Wagner’s work has long been one of finding fresh meaning through a documentary indexing of historical objects. Rendered into typologies, these investigations of what are otherwise social advances that have been confined to the rudiments of memory –architectural structures, medical equipment, obsolete remnants of technology, amongst others- shed light on modernity as an entity that runs its own course.
Louis Braille created the writing platform named after him in 1834, taken from an earlier system invented by Napoleon’s army as a way for soldiers to communicate silently amongst each other at night. In essence, Braille’s system was the first universal invention of modern-day communication, at once translatable as it is, by structure, digital – a sequence of touches by a finger that transfers the intentions of words and their meanings. It is also one that is resolutely specific to a lone sense and by usefulness, running counter to the ability of sight. By photographing something meant to be not seen but touched, the works of trans/literate are suggestive as the subject matters of the books. They are at once the books, the image, and materials of history and social consciousness that have lasted through passage of time. They are what we can guess through the senses available to us, as the white whale Moby Dick, a visual we cannot see but infer through the imaginative power of lasting words.
As subject matter, braille stands as a symbol of the decline of the publishing industry as we know it today, where readership in the great texts continue to diminish at an alarming rate, as do the volume of sales of physical books. Braille itself faces an ongoing decline with the growth of the audiobook affecting its reach. In resonance with her other works documenting the obsolescence of things past their usefulness, the braille books of trans/literate are premonitions of a seemingly doubtful fate. These works are the documentation of the physical loss of those objects that are familiar –and become too familiar- in our times, crystallized here as visual signifiers of what history once left us.

**Input data**
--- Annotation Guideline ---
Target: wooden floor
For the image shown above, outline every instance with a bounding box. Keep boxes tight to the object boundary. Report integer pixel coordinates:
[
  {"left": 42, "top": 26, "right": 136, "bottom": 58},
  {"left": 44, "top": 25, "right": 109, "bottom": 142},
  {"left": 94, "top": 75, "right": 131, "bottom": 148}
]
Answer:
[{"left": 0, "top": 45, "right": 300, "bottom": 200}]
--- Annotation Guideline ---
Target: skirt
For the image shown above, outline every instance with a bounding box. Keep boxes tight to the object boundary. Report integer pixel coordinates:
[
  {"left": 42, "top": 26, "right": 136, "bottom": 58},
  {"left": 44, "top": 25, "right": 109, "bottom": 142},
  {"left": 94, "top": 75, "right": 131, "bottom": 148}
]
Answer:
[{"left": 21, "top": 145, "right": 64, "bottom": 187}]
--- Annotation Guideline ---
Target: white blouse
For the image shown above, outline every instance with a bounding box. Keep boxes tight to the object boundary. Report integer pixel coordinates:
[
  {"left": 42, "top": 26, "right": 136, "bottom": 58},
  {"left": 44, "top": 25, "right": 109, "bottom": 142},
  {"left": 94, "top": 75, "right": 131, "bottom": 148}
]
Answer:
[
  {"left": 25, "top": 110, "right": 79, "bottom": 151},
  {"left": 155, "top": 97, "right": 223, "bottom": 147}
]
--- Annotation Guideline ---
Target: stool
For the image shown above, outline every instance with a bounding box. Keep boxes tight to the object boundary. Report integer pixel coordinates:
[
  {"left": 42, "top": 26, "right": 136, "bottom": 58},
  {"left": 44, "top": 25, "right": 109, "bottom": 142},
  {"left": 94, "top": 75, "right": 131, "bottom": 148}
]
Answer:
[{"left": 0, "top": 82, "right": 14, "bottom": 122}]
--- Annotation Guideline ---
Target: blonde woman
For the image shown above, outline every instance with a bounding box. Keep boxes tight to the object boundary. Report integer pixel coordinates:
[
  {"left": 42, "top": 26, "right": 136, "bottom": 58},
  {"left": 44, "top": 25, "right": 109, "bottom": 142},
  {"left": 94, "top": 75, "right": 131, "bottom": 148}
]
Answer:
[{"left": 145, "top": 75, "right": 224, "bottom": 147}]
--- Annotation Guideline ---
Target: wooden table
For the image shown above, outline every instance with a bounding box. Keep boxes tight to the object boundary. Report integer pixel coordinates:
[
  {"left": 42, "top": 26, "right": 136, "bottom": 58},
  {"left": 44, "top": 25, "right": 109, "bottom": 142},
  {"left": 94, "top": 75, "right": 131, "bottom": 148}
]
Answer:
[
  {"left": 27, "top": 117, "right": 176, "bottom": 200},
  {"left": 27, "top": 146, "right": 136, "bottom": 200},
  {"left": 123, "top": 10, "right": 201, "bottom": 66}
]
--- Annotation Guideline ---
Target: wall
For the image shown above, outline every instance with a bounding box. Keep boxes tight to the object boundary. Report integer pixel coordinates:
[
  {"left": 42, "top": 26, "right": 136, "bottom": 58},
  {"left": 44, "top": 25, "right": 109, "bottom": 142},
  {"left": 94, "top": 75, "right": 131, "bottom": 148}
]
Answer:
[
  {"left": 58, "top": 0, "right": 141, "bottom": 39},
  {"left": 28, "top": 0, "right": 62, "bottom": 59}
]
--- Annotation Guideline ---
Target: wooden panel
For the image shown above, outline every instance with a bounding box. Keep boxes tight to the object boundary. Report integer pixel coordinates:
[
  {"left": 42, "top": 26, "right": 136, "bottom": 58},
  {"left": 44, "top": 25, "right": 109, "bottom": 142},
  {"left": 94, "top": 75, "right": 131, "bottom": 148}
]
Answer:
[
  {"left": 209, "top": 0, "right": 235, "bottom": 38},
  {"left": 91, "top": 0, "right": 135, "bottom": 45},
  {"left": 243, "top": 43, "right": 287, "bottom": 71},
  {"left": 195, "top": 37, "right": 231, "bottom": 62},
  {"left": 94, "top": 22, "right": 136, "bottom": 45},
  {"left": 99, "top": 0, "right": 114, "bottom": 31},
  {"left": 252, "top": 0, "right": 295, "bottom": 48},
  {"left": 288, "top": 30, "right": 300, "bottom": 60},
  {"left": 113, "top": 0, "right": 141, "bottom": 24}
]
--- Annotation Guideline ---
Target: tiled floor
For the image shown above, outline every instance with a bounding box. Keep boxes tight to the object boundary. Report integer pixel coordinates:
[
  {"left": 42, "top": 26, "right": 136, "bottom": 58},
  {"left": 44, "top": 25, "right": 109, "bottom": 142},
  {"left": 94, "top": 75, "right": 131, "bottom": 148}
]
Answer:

**Problems to work on**
a: Transcribe the braille essay from "Wagner’s work has" to "its own course.".
b: According to the braille essay, in what year did Louis Braille create his writing system?
c: In the braille essay, rewrite the paragraph beginning "As subject matter, braille stands" as a short bulleted list.

**Task-by-task answers**
a:
Wagner’s work has long been one of finding fresh meaning through a documentary indexing of historical objects. Rendered into typologies, these investigations of what are otherwise social advances that have been confined to the rudiments of memory –architectural structures, medical equipment, obsolete remnants of technology, amongst others- shed light on modernity as an entity that runs its own course.

b: 1834.

c:
- Braille stands as a symbol of the decline of the publishing industry.
- Readership in the great texts keeps shrinking at an alarming rate, as do sales of physical books.
- Braille itself is declining as audiobooks grow and cut into its reach.
- Like her other works on obsolete things, the braille books of trans/literate foretell a doubtful fate.
- The works document the physical loss of familiar objects, turned into visual signs of what history left us.